Kreis Lörrach Eskalationsspirale dreht sich weiter

Alisa Eßlinger
An ihm scheiden sich die Geister: Russlands Präsident Wladimir Wladimirowitsch Putin, den SPD-Altbundeskanzler Gerhard Schröder einst als einen „lupenreinen Demokraten“ bezeichnete (Archivfoto). Foto: Die Oberbadische

Studium Generale: Gernot Erler spricht über Russland und den Ost-West-Konflikt

Kreis Lörrach - Durch gegenseitige Vorwürfe befindet sich die Beziehung zwischen Russland und dem Westen in einer Eskalationsspirale, meint Russlandexperte Gernot Erler. Der ehemalige SPD-Bundestagsabgeordnete widmet sich in einem Online-Vortrag der DHBW-Reihe „Studium Generale“ dem Ost-West-Konflikt.

Hackerangriffe, „Tiergartenmord“, der Anschlag auf Alexej Nawalny: Das sind laut Gernot Erler Stichworte einer Krise. Der ehemalige SPD-Staatsminister widmet sich in seinem Online-Vortrag „Russland und der Westen: Von der Entfremdung zur Krise – Eine aktuelle Bestandsaufnahme“ am Dienstag, 11. Mai, 18 Uhr, der Beziehungs-Geschichte zwischen Ost und West.

Frage: In Ihrem Vortrag liegt der Fokus auf der bilateralen Beziehung. Wie würden Sie in kurzen Worten die Situation zwischen Russland und dem Westen beziehungsweise zu Deutschland beschreiben?

◇ ◇ ◇ ◇ ◇ ◇ ◇

Schriftliche Aufgabe :: Prüfe, ob die drei Aussagen zum Text über Gernot Erlers Vortrag stimmen: (a) Der Vortrag beginnt am Dienstag, 11. Mai, um 18 Uhr. (b) Gernot Erler saß früher für die CDU im Bundestag. (c) Der Vortrag wird vor Publikum in einem Saal gehalten. Antworte bei jeder Aussage mit Ja oder Nein und nenne dazu wörtlich die entscheidenden Worte aus dem Text.

◇ ◇ ◇ ◇ ◇ ◇ ◇

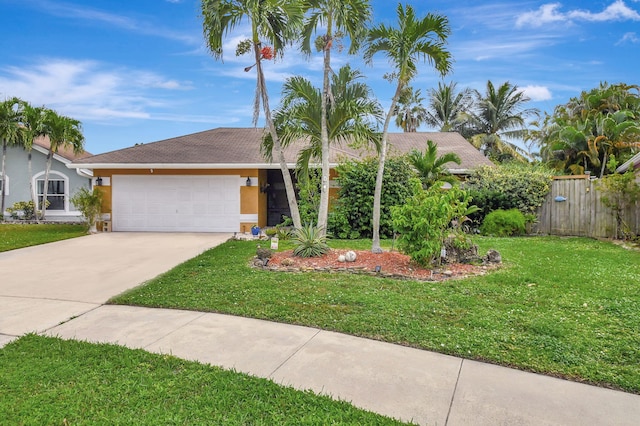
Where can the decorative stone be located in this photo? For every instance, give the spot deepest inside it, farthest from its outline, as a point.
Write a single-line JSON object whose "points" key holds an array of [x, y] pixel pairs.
{"points": [[350, 256], [493, 256]]}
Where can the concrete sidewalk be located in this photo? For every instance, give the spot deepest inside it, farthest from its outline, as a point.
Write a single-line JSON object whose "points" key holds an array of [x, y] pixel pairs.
{"points": [[408, 384]]}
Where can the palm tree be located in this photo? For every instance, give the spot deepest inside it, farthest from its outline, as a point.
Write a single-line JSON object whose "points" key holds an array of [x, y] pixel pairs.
{"points": [[500, 116], [11, 134], [335, 17], [414, 39], [33, 121], [448, 108], [410, 112], [278, 22], [352, 115], [64, 132], [430, 167]]}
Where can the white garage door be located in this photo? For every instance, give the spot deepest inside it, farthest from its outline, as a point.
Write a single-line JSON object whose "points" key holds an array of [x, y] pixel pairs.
{"points": [[176, 203]]}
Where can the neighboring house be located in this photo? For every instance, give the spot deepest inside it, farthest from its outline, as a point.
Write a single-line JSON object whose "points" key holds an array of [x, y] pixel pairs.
{"points": [[217, 180], [63, 182]]}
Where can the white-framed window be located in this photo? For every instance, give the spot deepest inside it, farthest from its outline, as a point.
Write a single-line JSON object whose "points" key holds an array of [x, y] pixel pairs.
{"points": [[57, 192], [6, 189]]}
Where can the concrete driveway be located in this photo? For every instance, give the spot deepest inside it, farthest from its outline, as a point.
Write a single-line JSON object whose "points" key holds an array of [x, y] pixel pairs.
{"points": [[44, 285]]}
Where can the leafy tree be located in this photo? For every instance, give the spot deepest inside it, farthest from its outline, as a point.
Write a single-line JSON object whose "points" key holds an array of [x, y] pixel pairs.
{"points": [[424, 221], [583, 134], [335, 17], [412, 40], [500, 115], [511, 185], [410, 112], [352, 116], [431, 167], [278, 22], [63, 132], [10, 134], [448, 108], [351, 215]]}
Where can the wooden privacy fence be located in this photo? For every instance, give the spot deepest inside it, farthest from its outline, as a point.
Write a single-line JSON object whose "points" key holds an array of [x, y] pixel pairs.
{"points": [[574, 207]]}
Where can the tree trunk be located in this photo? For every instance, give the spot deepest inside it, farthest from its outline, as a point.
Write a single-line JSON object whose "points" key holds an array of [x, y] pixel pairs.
{"points": [[4, 177], [286, 175], [377, 195], [323, 209]]}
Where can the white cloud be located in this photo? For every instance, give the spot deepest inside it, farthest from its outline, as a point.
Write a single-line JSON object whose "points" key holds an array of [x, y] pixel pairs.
{"points": [[537, 93], [550, 12], [630, 37], [89, 89], [84, 14]]}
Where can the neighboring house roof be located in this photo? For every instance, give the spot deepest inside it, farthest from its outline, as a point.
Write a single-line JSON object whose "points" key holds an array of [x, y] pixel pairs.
{"points": [[43, 142], [240, 148], [634, 162]]}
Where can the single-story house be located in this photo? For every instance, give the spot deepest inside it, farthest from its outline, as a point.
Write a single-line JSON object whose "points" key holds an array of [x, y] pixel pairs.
{"points": [[63, 182], [218, 181]]}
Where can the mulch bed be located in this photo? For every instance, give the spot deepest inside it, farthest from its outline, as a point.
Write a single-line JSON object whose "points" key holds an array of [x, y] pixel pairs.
{"points": [[392, 265]]}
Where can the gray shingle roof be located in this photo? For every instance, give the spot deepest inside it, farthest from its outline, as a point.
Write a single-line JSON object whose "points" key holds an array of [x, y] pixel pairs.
{"points": [[226, 147]]}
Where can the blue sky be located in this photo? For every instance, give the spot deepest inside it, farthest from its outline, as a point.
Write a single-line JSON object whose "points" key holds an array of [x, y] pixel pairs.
{"points": [[137, 71]]}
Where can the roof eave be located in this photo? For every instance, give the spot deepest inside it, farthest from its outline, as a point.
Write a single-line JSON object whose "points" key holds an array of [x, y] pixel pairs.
{"points": [[184, 166]]}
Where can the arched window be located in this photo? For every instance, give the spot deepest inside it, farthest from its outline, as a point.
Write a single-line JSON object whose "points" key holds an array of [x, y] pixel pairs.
{"points": [[57, 192]]}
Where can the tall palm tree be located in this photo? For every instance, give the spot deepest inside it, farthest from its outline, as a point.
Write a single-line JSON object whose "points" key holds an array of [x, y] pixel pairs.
{"points": [[414, 39], [33, 121], [448, 108], [500, 115], [432, 168], [277, 22], [63, 132], [353, 115], [10, 134], [335, 17], [410, 111]]}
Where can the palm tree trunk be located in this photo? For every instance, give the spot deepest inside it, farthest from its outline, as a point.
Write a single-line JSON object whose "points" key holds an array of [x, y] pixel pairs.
{"points": [[377, 195], [286, 175], [4, 176], [323, 209]]}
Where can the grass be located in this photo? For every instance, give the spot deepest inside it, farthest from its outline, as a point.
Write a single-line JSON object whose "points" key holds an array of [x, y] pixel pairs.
{"points": [[15, 236], [565, 307], [51, 381]]}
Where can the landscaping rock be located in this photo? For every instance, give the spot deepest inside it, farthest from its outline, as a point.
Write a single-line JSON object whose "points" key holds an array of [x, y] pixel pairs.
{"points": [[493, 256]]}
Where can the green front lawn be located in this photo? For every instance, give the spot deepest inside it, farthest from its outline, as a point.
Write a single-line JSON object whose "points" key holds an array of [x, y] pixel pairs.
{"points": [[565, 307], [48, 381], [15, 235]]}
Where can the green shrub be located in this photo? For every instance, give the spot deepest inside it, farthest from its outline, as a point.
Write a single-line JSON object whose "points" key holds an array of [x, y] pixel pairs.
{"points": [[309, 241], [352, 214], [424, 221], [508, 186], [503, 223]]}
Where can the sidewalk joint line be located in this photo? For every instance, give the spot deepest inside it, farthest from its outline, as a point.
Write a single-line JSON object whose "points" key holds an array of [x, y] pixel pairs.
{"points": [[294, 353], [453, 395]]}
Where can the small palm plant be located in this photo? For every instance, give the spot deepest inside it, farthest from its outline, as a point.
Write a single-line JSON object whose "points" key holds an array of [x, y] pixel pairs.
{"points": [[310, 241]]}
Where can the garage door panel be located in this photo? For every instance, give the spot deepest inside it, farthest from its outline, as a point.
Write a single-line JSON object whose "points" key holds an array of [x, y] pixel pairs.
{"points": [[176, 203]]}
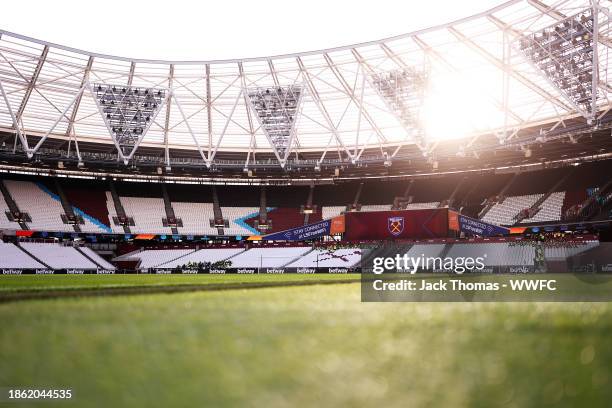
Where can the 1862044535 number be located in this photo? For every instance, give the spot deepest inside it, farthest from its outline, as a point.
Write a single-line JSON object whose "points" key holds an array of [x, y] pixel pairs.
{"points": [[35, 394]]}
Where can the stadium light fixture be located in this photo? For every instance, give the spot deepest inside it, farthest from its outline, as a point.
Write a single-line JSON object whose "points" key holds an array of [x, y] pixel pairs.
{"points": [[277, 109], [128, 112], [566, 54], [403, 91]]}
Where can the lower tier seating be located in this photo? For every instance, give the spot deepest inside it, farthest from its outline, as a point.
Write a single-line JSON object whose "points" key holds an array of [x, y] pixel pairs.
{"points": [[58, 256], [12, 257]]}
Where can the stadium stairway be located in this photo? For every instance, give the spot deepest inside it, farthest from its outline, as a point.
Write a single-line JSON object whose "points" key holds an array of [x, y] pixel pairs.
{"points": [[445, 251], [500, 195], [11, 204], [174, 259], [537, 206], [168, 207], [88, 257], [217, 209], [18, 245], [68, 211], [308, 204], [296, 258], [384, 251], [118, 206]]}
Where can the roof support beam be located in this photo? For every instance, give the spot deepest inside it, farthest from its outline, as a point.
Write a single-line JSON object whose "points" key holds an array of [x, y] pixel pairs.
{"points": [[70, 127], [351, 93], [208, 109], [500, 64], [167, 121], [131, 74], [22, 138], [317, 99], [33, 80], [248, 111]]}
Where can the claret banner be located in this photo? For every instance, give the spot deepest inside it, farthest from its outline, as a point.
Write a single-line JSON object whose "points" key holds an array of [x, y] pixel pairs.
{"points": [[403, 224]]}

◇ ◇ ◇ ◇ ◇ ◇ ◇

Ergebnis der Übung ::
(a) Ja: „am Dienstag, 11. Mai, 18 Uhr“
(b) Nein: „Der ehemalige SPD-Bundestagsabgeordnete“
(c) Nein: „in einem Online-Vortrag“